++++ Supplied text ++++

Extracting from HTML with Mojo::DOM

Everyone wants to parse HTML, and many people reach for a regular expression to do that. Although you can use a regex to parse HTML, it’s not as fun as my latest favorite way: Mojo::DOM with CSS3 selectors. I find this much easier than trying to remember XPATH and I get to play with Mojo.

The DOM is the “Document Object Model”. Something behind the scenes parses and organizes the information and allows me to query it with questions such as “find all the a tags inside a div tag”, or “find all the tags of a particular class”. I don’t manipulate the text myself.

If I’m using Mojo::UserAgent, I can get a DOM object from the response object from an HTTP request:

use Mojo::UserAgent;
my $ua = Mojo::UserAgent->new;

my $dom = $ua->get( 'http://search.cpan.org/~bdfoy/' )
    ->res
    ->dom;

The Mojo method-chaining style with one method per line shows its strengths as I get into more complicated tasks later.

++++

Retype the Mojo::DOM passage word for word, beginning at "The DOM is the" and stopping after "my $dom = $ua->get( 'http://search.cpan.org/~bdfoy/' )".

++++ Data listing ++++

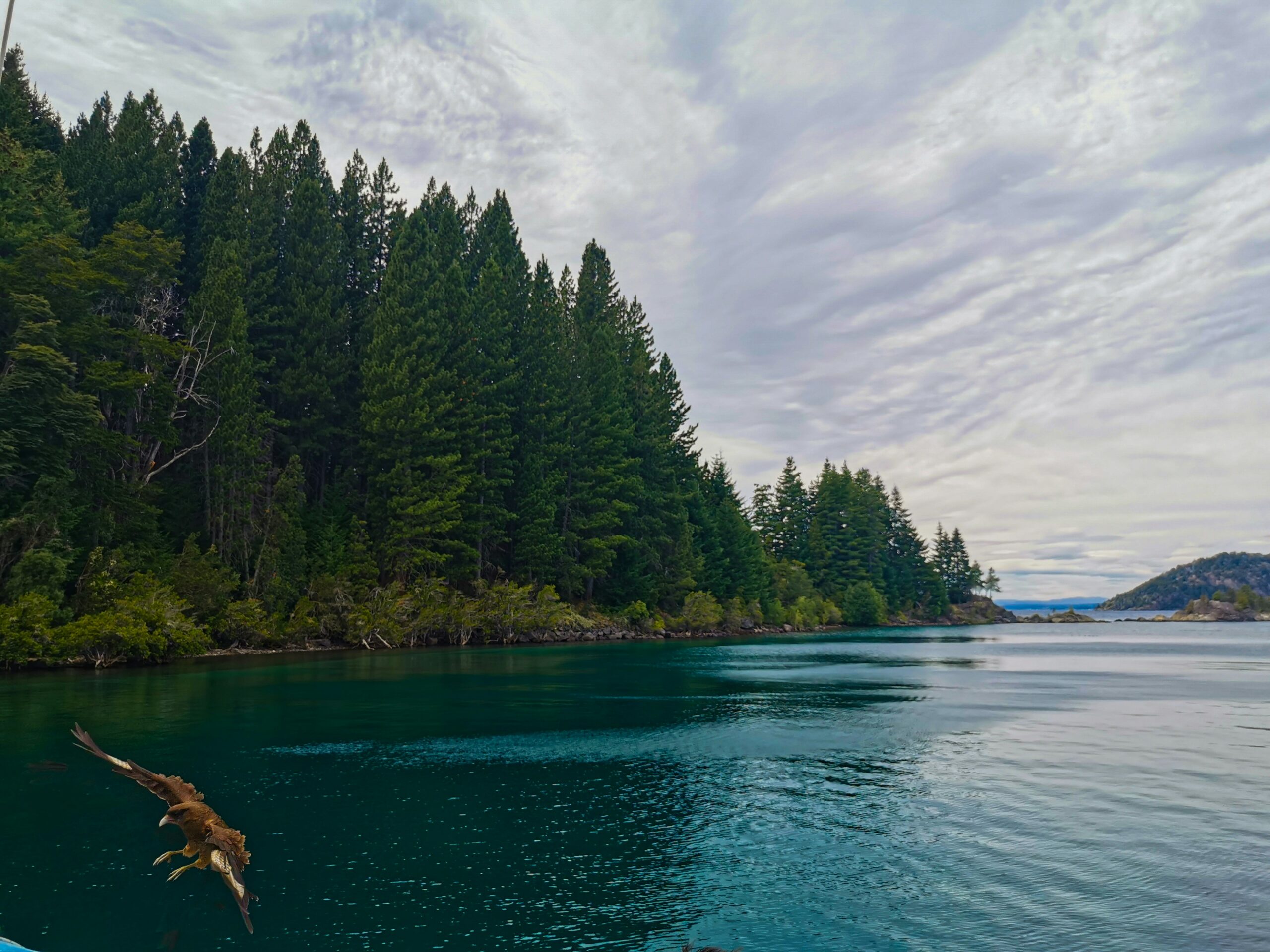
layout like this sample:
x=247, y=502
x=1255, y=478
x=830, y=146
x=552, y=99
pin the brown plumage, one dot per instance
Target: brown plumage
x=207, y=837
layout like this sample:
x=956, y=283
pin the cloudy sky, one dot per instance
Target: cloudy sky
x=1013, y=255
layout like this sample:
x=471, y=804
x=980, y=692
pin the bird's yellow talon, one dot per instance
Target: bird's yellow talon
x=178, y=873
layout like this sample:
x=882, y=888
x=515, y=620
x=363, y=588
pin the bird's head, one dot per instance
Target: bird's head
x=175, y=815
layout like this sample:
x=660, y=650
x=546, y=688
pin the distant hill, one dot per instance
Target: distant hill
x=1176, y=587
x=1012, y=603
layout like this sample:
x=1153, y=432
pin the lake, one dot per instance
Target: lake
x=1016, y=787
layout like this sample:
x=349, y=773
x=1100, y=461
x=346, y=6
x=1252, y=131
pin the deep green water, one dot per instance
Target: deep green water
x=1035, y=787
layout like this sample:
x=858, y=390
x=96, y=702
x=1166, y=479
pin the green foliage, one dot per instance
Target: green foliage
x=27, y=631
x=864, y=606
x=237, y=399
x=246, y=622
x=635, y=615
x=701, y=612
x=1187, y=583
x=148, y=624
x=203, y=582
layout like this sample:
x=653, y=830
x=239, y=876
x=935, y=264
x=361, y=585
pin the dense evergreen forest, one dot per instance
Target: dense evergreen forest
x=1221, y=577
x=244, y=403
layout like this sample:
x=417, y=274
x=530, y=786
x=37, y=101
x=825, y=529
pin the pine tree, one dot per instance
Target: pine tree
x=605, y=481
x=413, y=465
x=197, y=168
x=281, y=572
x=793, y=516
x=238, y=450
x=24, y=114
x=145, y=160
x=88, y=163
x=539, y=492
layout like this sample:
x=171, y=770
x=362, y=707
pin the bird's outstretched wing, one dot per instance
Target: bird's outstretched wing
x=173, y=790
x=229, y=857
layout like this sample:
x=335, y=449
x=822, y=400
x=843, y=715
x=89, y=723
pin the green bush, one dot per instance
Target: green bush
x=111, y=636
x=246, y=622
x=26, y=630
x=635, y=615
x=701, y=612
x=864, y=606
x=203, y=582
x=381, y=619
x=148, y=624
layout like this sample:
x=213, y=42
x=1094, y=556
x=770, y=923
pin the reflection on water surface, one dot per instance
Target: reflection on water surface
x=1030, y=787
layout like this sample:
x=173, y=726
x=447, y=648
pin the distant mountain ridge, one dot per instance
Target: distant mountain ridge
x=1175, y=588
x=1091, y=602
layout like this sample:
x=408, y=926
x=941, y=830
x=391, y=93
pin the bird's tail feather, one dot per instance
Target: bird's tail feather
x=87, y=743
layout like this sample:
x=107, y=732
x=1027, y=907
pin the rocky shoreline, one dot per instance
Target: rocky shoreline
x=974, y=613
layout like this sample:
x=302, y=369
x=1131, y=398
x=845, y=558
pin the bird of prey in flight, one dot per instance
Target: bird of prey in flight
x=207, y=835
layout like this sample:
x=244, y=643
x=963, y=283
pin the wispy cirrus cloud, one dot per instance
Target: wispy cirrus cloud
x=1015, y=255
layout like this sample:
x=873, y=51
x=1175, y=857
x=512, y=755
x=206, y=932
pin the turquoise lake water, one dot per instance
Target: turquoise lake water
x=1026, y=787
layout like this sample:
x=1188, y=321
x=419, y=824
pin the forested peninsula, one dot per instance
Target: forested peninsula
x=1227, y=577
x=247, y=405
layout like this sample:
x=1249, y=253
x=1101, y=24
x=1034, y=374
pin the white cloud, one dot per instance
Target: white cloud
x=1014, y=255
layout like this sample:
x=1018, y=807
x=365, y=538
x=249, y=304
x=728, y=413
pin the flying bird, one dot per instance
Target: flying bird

++++

Exercise response →
The DOM is the “Document Object Model”. Something behind the scenes parses and organizes the information and allows me to query it with questions such as “find all the a tags inside a div tag”, or “find all the tags of a particular class”. I don’t manipulate the text myself.

If I’m using Mojo::UserAgent, I can get a DOM object from the response object from an HTTP request:

use Mojo::UserAgent;
my $ua = Mojo::UserAgent->new;

my $dom = $ua->get( 'http://search.cpan.org/~bdfoy/' )